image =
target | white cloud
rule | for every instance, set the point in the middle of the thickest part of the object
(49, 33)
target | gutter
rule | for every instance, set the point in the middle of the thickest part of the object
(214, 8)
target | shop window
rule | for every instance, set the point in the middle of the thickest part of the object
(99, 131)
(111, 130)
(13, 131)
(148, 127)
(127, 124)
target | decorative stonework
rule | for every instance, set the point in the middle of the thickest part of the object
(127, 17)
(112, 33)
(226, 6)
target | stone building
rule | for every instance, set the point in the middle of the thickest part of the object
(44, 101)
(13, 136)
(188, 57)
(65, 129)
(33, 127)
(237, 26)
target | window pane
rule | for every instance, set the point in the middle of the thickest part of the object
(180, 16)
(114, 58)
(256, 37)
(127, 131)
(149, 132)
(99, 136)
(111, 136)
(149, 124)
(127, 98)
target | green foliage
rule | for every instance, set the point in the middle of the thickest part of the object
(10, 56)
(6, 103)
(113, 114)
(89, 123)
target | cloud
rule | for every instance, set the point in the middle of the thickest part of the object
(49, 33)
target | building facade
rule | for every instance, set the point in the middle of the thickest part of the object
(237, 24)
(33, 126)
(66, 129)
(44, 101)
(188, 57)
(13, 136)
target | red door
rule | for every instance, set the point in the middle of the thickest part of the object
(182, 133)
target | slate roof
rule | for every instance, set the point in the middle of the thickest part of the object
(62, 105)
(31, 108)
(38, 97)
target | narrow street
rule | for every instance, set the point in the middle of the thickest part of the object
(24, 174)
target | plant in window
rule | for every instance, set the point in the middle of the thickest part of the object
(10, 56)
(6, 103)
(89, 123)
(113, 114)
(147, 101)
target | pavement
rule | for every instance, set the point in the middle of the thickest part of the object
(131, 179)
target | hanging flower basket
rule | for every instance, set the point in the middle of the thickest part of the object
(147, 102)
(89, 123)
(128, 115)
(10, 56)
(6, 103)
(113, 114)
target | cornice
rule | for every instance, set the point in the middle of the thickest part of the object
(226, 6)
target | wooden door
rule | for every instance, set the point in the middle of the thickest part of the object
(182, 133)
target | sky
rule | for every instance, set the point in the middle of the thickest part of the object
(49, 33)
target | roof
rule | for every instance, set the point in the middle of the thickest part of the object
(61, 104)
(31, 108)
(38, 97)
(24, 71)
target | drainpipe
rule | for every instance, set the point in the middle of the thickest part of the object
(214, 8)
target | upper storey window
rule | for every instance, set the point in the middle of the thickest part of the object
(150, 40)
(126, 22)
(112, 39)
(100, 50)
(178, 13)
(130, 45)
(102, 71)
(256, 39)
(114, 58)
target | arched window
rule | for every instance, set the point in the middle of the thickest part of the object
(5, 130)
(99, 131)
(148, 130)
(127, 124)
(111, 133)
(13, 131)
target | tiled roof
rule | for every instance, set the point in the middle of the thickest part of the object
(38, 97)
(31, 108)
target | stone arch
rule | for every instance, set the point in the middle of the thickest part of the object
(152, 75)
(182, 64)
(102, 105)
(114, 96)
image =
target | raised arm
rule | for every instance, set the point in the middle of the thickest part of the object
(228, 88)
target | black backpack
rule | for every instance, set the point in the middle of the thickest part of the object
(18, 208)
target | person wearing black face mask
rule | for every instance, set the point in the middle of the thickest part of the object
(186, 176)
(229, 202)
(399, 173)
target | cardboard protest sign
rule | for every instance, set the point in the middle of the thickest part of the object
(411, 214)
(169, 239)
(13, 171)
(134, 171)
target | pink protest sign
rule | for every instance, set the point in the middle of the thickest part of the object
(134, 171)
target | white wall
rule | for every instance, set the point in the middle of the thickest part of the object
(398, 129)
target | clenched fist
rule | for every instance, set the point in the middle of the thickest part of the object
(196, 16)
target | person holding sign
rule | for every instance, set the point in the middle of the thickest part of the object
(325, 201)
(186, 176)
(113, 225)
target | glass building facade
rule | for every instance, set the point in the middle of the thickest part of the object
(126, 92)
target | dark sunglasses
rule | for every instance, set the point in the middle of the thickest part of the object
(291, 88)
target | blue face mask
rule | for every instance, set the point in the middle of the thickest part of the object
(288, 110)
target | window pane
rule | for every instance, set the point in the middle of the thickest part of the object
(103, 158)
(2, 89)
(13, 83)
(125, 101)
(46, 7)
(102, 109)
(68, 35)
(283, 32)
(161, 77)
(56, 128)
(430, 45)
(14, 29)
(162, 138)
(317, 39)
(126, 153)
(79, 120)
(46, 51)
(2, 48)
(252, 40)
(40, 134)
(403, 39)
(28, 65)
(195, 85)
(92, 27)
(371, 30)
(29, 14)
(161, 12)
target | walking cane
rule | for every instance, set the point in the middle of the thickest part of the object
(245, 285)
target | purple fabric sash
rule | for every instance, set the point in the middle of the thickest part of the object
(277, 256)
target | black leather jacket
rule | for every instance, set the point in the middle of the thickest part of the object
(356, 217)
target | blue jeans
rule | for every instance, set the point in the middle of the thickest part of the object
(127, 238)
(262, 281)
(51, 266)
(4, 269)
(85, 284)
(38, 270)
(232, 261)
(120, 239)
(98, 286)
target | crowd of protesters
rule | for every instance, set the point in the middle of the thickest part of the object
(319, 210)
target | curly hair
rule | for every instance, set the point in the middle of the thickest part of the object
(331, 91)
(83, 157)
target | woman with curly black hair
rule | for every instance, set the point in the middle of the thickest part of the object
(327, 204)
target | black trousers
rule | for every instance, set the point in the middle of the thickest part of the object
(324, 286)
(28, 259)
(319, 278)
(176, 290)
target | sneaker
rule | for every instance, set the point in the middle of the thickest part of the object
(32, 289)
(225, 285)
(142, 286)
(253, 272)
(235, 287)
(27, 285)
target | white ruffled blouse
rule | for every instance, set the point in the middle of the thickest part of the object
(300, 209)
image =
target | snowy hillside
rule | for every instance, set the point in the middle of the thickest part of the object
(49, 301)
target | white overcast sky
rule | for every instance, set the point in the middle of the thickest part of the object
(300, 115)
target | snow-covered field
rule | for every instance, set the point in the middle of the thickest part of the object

• **Task item**
Give every part of the material again, exactly as written.

• **Exercise answer**
image =
target | white cloud
rule | for every instance, set the point in the middle of the thickest part of the object
(49, 33)
target | gutter
rule | for every instance, set the point in the middle of the thickest part of the object
(214, 8)
target | shop window
rule | for every instance, set the point in the middle of the thickest part of the object
(99, 131)
(111, 130)
(13, 131)
(148, 127)
(127, 124)
target | decorative stonework
rule | for every instance, set the point in the middle of the thickest part of the object
(127, 17)
(112, 33)
(226, 6)
target | stone building
rule | for every instance, set the point in the middle of the thickest part of the object
(44, 101)
(13, 136)
(188, 57)
(65, 129)
(33, 127)
(237, 26)
target | window pane
rule | for every instance, set the point in the middle of the thickest part of the object
(180, 16)
(114, 58)
(256, 37)
(127, 131)
(149, 132)
(99, 136)
(111, 136)
(149, 124)
(127, 98)
target | green foliage
rule | for every instance, set the point in the middle of the thickest part of the object
(10, 56)
(6, 103)
(113, 114)
(89, 123)
target | cloud
rule | for every instance, set the point in the middle of the thickest part of the object
(49, 33)
target | building facade
rule | for every instance, set the point in the middle of the thickest part of the object
(237, 24)
(33, 126)
(66, 129)
(44, 101)
(188, 57)
(13, 136)
target | red door
rule | for every instance, set the point in the middle of the thickest part of the object
(182, 133)
target | slate roof
rule | for every instance, set the point in the middle of the thickest part of the object
(62, 105)
(31, 108)
(38, 97)
target | narrow street
rule | for every instance, set the point in the middle of the thickest part of the object
(24, 174)
target | plant in window
rule | for every instance, set the point in the middle of the thickest part of the object
(10, 56)
(6, 103)
(89, 123)
(113, 114)
(147, 101)
target | pavement
rule | for every instance, set the point in the middle of the thickest part of the object
(131, 179)
target | hanging flower basket
rule | for every instance, set the point in the middle of the thickest part of the object
(147, 102)
(89, 123)
(128, 115)
(10, 56)
(6, 103)
(113, 114)
target | cornice
rule | for every instance, set the point in the middle of the thickest part of the object
(226, 6)
target | wooden door
rule | for every instance, set the point in the middle of the thickest part of the object
(182, 133)
target | sky
rule | for every instance, set the point in the middle of the thickest part of the object
(49, 33)
target | roof
rule | for every instance, set the point in the middle of the thickest part of the object
(61, 104)
(31, 108)
(38, 97)
(24, 71)
target | drainpipe
rule | for every instance, set the point in the middle of the thickest part of the object
(214, 8)
target | upper storey window
rule | for every instance, set the point in the middle of the thickest part of the object
(150, 40)
(126, 22)
(112, 39)
(100, 50)
(178, 13)
(130, 45)
(102, 71)
(256, 39)
(114, 58)
target | arched window
rule | for every instance, set the point in the middle of the thickest part of the object
(5, 130)
(99, 131)
(148, 130)
(127, 124)
(111, 133)
(13, 131)
target | tiled roof
rule | for every instance, set the point in the middle of the thickest part of the object
(38, 97)
(31, 108)
target | stone arch
rule | for every instance, set the point in the middle of the thickest part of the object
(152, 75)
(182, 64)
(102, 105)
(114, 96)
image =
target | raised arm
rule | for every instance, set the point in the middle of the thickest part of the object
(228, 88)
target | black backpack
rule | for every instance, set the point in the middle of the thickest part of the object
(18, 208)
target | person wearing black face mask
rule | for every instance, set the point in the middle of the thickest part of the object
(186, 176)
(229, 202)
(399, 173)
target | cardboard protest sign
rule | for every instance, set the point in the middle of the thickest part of the object
(411, 214)
(169, 239)
(13, 171)
(134, 171)
target | pink protest sign
rule | for every instance, set the point in the middle of the thickest part of the object
(134, 171)
target | white wall
rule | for every instance, set the point in the middle of the thickest part of the object
(398, 129)
target | clenched fist
rule | for every instance, set the point in the middle of the thickest part of the object
(196, 16)
target | person holding sign
rule | for every instance, set the point in the middle of the thickest part of the object
(325, 201)
(186, 176)
(113, 225)
target | glass building facade
rule | for every instance, set the point in the middle of the thickest part of the object
(126, 92)
target | dark sunglasses
rule | for every instance, set the point in the middle of the thickest part of the object
(291, 88)
target | blue face mask
rule | for every instance, set the point in the middle of the thickest part of the object
(288, 110)
target | window pane
rule | for every instance, set the point in the middle of the thickest part of the object
(103, 158)
(2, 89)
(13, 83)
(125, 101)
(46, 7)
(102, 109)
(68, 35)
(283, 32)
(161, 77)
(56, 128)
(430, 45)
(14, 29)
(162, 138)
(317, 39)
(126, 153)
(79, 120)
(46, 51)
(2, 48)
(252, 40)
(40, 134)
(403, 39)
(28, 65)
(195, 85)
(92, 27)
(371, 30)
(29, 14)
(161, 12)
target | walking cane
rule | for every instance, set the point in the middle of the thickest part of the object
(245, 285)
target | purple fabric sash
rule | for every instance, set the point in the middle of the thickest part of the object
(277, 256)
target | black leather jacket
rule | for every instance, set the point in the middle of the thickest part of the object
(356, 217)
target | blue jeans
rule | for every instance, set the point in the middle of the thickest part of the object
(127, 238)
(262, 281)
(51, 266)
(4, 269)
(85, 284)
(38, 270)
(232, 261)
(120, 239)
(98, 286)
target | crowd of protesters
rule | for every instance, set the point in the middle of the thickest part of the object
(319, 210)
target | curly hair
rule | for every instance, set the point in the middle of the thickest part of the object
(331, 91)
(83, 157)
target | woman with curly black hair
rule | for every instance, set the point in the middle of the thickest part of the object
(327, 204)
target | black trousers
rule | for every instance, set the point in the middle of the thickest part of the object
(324, 286)
(28, 259)
(319, 278)
(176, 290)
target | sneaker
rule | for every instance, set the point in the middle of the thickest part of the object
(32, 289)
(225, 285)
(142, 286)
(253, 272)
(235, 287)
(27, 285)
target | white ruffled blouse
rule | for every instance, set the point in the middle of the thickest part of the object
(300, 209)
image =
target | snowy hillside
rule | for every instance, set the point in the middle of the thickest part of the object
(49, 301)
target | white overcast sky
rule | for every instance, set the point in the middle of the thickest part of the object
(300, 115)
target | snow-covered field
rule | for every instance, set the point in the middle of the thickest part of the object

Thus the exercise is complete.